# Written exercise
Could you print all the entries exactly?

# Records

━━━━

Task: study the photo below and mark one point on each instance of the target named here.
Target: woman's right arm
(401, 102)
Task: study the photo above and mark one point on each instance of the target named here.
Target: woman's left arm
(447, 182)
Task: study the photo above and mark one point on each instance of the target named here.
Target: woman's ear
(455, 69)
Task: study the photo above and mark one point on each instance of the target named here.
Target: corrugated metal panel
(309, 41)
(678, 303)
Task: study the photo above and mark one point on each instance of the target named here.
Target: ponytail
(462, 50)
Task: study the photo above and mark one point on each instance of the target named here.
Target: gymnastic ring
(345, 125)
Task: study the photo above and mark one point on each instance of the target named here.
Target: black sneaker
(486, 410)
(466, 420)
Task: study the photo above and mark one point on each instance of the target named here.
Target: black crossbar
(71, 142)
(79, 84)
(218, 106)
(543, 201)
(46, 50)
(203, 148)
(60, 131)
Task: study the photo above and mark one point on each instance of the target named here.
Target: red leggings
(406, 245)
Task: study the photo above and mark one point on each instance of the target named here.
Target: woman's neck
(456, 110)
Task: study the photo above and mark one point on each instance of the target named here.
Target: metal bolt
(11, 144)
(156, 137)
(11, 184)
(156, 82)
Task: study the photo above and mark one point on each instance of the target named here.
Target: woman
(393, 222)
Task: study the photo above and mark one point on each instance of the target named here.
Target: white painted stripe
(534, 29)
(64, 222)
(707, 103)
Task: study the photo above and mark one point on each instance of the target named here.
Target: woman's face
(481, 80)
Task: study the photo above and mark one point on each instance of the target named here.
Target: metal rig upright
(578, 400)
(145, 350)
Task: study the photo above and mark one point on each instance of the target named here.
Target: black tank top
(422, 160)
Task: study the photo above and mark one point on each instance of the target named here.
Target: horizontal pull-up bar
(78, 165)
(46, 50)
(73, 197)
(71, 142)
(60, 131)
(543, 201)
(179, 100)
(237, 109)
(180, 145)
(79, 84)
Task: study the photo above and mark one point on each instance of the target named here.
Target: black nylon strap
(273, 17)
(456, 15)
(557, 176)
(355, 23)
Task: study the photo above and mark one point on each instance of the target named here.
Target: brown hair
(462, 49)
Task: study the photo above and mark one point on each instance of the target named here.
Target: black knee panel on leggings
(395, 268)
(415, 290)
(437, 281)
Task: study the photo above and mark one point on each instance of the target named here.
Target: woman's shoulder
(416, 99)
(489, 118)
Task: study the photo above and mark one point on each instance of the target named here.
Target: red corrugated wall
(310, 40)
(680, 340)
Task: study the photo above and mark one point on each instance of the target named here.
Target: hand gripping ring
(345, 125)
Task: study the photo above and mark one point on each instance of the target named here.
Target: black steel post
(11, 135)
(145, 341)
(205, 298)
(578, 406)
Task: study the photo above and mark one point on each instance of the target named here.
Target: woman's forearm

━━━━

# Completed task
Task: study the photo below and mark one point on each instance of the target named here.
Target: woman's right arm
(401, 102)
Task: study the photo above and mark one point on each instance of the target named here.
Target: woman's left arm
(447, 182)
Task: study the photo above and mark one point on each instance of the target named here.
Target: woman's ear
(455, 69)
Task: study the photo above and mark one point on each instance of the target named here.
Target: corrugated metal panel
(309, 41)
(678, 303)
Task: study the photo above and mark one point on each instance of the target named here.
Target: ponytail
(462, 50)
Task: study the photo above and mark one point on each instance of the target named here.
Target: gymnastic ring
(345, 125)
Task: study the photo above and mark one point on each instance of the target named here.
Target: black sneaker
(486, 410)
(466, 420)
Task: study the photo above and mark one point on each instance of the target named here.
Target: black crossbar
(71, 142)
(79, 84)
(218, 106)
(543, 201)
(46, 50)
(203, 148)
(60, 131)
Task: study the photo above and mark one point on each instance of the target named here.
Target: red leggings
(406, 245)
Task: study the photo above and mark one point on each instance of the target named here.
Target: woman's neck
(456, 110)
Task: study the photo above and mark one point on each instance of the target named here.
Target: metal bolt
(11, 144)
(156, 137)
(11, 184)
(156, 82)
Task: study the photo above and mark one point on each instance of the target named here.
Target: woman
(393, 222)
Task: study the photo above and mark one point on each instance of the target named here.
Target: white painted stripe
(534, 29)
(64, 222)
(707, 103)
Task: study the photo above and mark one point on each instance of the target named here.
Target: woman's face
(481, 80)
Task: study the photo above and mark one point on each instance of the target named here.
Target: metal rig upright
(578, 400)
(145, 350)
Task: study the photo above and mark one point on each instance of the target named here.
Target: black tank top
(422, 160)
Task: study the photo above and mark one point on each instance of the target named here.
Target: horizontal pull-up bar
(78, 165)
(46, 50)
(73, 197)
(71, 142)
(60, 131)
(543, 201)
(179, 100)
(237, 109)
(180, 145)
(79, 84)
Task: study the photo above and mark one point on each instance of the target named here.
Target: black nylon strap
(273, 17)
(456, 15)
(557, 176)
(355, 23)
Task: study the photo above and mark one point on each instance of the target named here.
Target: brown hair
(462, 49)
Task: study the photo above and mark one point on each instance of the target named here.
Target: black knee panel on leggings
(395, 268)
(415, 290)
(437, 281)
Task: study the photo above and mark one point on each instance of the target named here.
Target: woman's shoulder
(416, 99)
(489, 118)
Task: study the photo above and mark one point on each instance of the target named here.
Target: red corrugated wall
(310, 40)
(680, 340)
Task: study the photo above and mark one point on each instance of the target named here.
Target: hand gripping ring
(345, 125)
Task: study the photo above and mark one point on each instance of the target named here.
Target: black steel post
(11, 135)
(145, 341)
(205, 298)
(578, 406)
Task: study the photo above and mark one point on each instance of the target named here.
Target: woman's forearm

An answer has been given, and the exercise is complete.